====== Task data

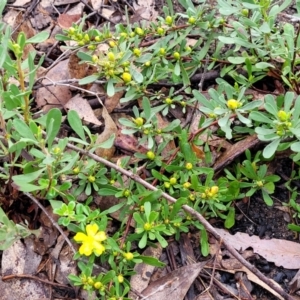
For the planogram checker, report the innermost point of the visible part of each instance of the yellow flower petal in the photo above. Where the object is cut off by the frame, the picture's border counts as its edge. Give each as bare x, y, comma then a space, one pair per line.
98, 248
92, 229
100, 236
80, 237
86, 249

============

▸ **Problem details**
Quote the records in their entirety, keeping the wording exact and excluding pictures.

▸ **Result**
For the planogram checker, report the innermost point of the visible part of each instance of the yellow flower petal in the photo above. Where the object is cut off by the frame, the picture's border counts as its edge. Give each as bare x, y, comma then a space, one pair per line.
98, 248
92, 229
100, 236
80, 237
86, 249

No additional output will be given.